Description of the task: Beginning with the line containing "the towel ring." and ending with the last line of the records, set down every line exactly.

BEGIN

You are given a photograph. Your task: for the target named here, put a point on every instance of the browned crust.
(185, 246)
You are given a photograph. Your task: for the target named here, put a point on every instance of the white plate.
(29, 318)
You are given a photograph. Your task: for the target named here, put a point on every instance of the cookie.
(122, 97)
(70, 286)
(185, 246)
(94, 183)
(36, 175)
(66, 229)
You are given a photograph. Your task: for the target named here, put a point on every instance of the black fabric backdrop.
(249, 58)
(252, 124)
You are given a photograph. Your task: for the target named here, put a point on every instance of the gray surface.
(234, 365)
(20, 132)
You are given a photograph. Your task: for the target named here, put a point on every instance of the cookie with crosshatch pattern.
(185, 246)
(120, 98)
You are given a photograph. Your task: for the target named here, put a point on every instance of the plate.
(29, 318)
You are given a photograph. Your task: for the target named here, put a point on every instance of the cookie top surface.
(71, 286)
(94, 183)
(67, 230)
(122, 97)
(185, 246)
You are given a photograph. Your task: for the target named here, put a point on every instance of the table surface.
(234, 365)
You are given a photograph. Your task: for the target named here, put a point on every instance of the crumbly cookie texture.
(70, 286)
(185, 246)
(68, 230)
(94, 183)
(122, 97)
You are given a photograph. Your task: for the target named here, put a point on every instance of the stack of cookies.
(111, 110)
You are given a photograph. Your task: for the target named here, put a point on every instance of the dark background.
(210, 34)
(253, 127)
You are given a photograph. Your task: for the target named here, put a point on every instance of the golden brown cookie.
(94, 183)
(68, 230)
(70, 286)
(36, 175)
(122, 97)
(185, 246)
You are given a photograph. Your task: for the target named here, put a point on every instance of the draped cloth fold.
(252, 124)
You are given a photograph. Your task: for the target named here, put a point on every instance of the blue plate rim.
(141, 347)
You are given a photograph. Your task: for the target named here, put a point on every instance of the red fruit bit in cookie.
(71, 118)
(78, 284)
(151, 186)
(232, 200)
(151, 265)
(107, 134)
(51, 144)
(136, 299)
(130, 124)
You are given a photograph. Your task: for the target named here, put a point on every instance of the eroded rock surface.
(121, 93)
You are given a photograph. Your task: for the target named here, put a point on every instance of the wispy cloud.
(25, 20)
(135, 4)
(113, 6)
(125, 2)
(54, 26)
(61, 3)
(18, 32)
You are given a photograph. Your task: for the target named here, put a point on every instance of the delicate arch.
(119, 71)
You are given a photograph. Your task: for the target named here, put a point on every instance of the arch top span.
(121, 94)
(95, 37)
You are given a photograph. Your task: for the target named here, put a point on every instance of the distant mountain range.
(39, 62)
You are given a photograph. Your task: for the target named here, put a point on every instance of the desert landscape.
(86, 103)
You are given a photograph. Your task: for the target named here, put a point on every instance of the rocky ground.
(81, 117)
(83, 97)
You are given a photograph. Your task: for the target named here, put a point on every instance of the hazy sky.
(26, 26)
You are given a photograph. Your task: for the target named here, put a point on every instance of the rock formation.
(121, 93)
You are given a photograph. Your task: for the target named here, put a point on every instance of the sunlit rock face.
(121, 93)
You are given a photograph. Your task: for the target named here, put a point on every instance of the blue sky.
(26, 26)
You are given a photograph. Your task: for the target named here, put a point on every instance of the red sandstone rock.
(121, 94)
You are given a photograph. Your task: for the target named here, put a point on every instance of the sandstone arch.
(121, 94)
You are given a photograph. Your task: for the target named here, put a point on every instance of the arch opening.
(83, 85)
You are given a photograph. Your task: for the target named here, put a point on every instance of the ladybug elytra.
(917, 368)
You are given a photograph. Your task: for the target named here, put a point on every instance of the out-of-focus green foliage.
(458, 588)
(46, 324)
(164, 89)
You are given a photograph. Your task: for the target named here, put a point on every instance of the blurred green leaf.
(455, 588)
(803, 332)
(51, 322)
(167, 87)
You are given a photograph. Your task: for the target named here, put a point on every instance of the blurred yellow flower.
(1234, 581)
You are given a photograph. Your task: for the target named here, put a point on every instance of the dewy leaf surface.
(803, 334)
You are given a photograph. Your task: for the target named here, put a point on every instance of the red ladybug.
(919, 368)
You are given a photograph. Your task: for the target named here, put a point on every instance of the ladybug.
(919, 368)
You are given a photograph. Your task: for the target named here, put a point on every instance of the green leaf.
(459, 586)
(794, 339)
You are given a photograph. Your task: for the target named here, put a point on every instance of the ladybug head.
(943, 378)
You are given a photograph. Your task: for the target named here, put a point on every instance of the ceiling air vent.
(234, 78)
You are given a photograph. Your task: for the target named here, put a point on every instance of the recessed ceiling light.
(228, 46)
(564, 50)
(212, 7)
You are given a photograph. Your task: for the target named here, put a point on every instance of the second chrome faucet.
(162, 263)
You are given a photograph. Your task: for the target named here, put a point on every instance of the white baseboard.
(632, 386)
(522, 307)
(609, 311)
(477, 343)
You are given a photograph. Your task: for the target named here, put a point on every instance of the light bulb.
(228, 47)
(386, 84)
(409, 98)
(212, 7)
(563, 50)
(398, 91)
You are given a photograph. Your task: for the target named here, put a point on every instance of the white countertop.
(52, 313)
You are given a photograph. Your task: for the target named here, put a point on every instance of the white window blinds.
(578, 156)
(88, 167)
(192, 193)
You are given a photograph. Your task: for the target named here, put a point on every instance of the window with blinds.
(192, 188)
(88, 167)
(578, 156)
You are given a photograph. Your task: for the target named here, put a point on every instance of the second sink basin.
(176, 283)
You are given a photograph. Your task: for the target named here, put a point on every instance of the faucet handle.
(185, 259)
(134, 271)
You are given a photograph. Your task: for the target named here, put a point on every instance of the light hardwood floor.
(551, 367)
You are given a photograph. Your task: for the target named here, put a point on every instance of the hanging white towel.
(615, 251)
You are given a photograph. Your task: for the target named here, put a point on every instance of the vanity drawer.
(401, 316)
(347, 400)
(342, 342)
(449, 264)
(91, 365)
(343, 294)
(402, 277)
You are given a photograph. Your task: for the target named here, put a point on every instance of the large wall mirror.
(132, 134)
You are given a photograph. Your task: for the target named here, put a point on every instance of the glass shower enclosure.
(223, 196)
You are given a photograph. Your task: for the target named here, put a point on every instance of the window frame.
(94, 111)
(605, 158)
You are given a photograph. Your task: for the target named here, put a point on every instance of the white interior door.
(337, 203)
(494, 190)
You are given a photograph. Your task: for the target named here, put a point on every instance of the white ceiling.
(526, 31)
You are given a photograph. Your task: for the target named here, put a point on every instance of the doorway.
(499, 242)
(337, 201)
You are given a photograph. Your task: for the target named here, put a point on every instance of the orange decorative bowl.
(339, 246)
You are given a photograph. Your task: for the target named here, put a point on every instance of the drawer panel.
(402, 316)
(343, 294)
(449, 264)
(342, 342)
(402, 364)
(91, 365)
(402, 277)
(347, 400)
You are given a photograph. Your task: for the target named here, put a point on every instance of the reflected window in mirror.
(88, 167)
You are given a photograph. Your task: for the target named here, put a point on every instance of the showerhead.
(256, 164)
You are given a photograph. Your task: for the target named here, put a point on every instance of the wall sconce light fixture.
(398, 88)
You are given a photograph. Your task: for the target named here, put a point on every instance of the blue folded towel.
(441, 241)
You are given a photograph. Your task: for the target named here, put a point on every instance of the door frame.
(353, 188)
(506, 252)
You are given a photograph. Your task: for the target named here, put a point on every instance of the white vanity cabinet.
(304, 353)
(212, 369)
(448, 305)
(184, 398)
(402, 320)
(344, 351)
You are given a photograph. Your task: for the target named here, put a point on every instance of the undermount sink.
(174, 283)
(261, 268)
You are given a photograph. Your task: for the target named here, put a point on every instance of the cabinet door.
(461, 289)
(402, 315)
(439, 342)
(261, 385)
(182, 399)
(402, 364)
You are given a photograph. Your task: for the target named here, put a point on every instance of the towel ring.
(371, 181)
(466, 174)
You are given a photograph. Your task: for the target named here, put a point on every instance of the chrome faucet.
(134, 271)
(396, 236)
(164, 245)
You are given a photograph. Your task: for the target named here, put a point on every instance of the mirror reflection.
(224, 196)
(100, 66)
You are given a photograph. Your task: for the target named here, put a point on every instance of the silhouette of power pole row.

END

Output for this exercise:
You are given a photograph. Your task: for the target named here, put a point on every instance of the towel ring.
(371, 181)
(466, 174)
You are given a photograph. Your task: for the target named here, put a point on every instance of the chrome faucet.
(134, 271)
(396, 236)
(164, 245)
You are given a photograph. Your task: for the target named here, put a point on every instance of the mirror reflection.
(224, 196)
(100, 66)
You are given a photograph. Your task: for the target named here, put a point on every instance of the silhouette of power pole row.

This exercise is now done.